- **Exercise inputs**:
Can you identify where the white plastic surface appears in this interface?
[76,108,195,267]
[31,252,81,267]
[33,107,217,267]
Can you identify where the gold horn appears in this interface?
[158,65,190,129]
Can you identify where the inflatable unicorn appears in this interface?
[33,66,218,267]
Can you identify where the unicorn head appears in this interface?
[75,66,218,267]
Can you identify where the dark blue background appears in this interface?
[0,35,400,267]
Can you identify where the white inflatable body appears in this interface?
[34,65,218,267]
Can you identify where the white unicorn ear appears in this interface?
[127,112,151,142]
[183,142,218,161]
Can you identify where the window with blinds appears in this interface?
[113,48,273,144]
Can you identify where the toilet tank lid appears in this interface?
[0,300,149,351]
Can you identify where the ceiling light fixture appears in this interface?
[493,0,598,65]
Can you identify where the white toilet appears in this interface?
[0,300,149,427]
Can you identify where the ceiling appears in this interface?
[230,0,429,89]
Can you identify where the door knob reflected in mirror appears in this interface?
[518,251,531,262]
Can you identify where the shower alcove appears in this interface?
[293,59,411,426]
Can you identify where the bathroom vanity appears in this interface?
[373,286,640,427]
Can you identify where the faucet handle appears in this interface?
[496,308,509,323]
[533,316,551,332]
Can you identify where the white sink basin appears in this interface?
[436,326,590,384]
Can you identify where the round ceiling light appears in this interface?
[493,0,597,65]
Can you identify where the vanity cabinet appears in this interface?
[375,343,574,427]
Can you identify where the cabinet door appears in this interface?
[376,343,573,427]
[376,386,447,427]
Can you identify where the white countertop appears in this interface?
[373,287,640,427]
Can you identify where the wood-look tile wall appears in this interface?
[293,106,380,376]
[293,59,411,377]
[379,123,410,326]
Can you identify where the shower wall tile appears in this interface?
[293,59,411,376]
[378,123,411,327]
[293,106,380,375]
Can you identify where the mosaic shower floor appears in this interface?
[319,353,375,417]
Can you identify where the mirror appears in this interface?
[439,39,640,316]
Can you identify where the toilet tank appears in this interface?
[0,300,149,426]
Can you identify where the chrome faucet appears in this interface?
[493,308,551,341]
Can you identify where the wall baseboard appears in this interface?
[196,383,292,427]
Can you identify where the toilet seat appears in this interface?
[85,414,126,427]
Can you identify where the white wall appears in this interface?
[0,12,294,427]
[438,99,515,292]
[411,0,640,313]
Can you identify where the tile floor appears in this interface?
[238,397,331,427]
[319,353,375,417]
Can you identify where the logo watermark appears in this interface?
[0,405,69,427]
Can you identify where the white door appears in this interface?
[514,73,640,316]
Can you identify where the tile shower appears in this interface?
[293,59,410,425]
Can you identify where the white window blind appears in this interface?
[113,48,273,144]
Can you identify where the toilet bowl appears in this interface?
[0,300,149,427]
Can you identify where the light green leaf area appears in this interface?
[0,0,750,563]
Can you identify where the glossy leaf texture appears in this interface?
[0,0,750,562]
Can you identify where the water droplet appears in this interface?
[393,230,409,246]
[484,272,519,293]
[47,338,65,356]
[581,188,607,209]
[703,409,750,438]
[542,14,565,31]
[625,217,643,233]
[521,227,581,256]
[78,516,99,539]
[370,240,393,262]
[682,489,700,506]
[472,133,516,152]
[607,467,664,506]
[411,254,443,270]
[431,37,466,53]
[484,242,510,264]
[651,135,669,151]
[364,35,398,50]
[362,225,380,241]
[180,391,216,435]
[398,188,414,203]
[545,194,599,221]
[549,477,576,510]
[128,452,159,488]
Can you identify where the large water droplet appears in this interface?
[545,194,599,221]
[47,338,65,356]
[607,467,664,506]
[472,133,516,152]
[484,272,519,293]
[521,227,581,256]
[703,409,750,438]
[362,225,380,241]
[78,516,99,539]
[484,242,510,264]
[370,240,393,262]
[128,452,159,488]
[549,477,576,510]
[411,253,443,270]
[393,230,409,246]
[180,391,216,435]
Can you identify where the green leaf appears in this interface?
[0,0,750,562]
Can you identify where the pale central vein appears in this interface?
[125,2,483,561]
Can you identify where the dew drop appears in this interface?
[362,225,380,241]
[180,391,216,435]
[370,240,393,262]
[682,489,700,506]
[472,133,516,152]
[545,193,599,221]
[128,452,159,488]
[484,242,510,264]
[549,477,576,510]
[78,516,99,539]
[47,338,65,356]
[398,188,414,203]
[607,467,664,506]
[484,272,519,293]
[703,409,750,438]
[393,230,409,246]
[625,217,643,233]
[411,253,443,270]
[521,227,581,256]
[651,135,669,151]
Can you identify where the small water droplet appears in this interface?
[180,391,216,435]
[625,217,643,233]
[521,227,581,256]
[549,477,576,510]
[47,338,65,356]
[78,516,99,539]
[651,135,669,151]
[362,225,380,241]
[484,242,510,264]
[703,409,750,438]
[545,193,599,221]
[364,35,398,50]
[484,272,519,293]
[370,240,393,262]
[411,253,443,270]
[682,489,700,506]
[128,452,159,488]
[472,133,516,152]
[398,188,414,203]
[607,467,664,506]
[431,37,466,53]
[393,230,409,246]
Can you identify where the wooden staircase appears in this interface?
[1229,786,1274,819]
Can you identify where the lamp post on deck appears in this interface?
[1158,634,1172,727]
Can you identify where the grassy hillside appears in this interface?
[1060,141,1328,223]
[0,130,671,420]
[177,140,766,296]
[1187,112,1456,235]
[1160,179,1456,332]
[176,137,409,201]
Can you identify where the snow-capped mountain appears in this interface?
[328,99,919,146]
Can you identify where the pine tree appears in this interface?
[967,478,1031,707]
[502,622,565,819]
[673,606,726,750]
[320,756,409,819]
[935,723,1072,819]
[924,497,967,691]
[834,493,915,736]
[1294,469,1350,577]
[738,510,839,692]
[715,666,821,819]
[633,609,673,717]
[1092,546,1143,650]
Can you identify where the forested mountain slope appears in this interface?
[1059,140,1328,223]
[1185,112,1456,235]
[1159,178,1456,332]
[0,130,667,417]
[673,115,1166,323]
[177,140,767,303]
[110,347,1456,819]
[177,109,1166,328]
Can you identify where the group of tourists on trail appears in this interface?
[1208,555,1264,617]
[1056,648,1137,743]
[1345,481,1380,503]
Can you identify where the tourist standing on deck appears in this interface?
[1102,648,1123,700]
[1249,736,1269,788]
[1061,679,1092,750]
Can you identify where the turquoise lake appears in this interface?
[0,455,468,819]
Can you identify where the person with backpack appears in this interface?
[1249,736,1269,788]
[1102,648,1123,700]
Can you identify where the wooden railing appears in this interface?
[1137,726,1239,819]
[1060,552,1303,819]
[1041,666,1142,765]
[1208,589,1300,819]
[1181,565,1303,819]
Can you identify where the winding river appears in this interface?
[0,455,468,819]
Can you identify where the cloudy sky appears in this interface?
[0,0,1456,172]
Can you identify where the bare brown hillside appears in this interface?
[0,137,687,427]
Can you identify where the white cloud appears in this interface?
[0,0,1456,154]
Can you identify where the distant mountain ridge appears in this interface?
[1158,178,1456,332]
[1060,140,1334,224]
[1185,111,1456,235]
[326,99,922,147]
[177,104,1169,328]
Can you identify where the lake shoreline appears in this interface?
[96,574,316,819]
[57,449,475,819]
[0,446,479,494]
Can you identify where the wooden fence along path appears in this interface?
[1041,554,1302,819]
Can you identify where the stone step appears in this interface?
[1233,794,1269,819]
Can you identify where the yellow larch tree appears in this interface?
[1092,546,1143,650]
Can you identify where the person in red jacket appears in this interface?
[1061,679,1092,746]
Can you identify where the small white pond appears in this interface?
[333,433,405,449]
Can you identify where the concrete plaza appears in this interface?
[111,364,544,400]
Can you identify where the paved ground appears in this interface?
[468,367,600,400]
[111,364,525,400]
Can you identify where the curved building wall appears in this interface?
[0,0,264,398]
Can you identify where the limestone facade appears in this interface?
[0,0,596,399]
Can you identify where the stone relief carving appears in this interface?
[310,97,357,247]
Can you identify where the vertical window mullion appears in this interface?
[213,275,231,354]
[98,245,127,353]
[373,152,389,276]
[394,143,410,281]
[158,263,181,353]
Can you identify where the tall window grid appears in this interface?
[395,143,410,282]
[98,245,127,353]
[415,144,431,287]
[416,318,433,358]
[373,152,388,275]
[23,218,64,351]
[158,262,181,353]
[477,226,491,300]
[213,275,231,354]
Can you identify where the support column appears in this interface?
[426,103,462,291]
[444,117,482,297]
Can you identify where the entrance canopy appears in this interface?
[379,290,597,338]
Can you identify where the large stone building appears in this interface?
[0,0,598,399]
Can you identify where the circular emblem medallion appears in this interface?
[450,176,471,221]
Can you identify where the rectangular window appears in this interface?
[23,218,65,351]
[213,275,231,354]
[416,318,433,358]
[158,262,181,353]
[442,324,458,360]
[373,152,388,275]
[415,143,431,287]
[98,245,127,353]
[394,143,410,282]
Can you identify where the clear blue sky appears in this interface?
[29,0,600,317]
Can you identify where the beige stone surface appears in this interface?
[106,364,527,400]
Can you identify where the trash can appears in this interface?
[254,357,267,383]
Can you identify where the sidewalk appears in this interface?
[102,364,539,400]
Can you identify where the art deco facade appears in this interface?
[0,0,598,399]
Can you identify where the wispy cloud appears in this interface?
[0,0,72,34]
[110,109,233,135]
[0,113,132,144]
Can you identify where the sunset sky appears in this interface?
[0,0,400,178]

- **Requirements**:
Rewrite the items starting at the line containing "Can you identify where the rectangular" and ending at the line containing "[29,0,600,317]", changing "clear blue sky" to "cloudless blue sky" and leaving everything else as it stands.

- **Output**:
Can you identify where the rectangular window appears in this interface?
[23,218,65,351]
[213,275,231,354]
[416,318,433,358]
[158,262,181,353]
[442,324,458,360]
[373,152,388,275]
[415,143,431,287]
[98,245,127,353]
[394,143,410,282]
Can you identify where the cloudless blue sky appears in this interface?
[29,0,600,317]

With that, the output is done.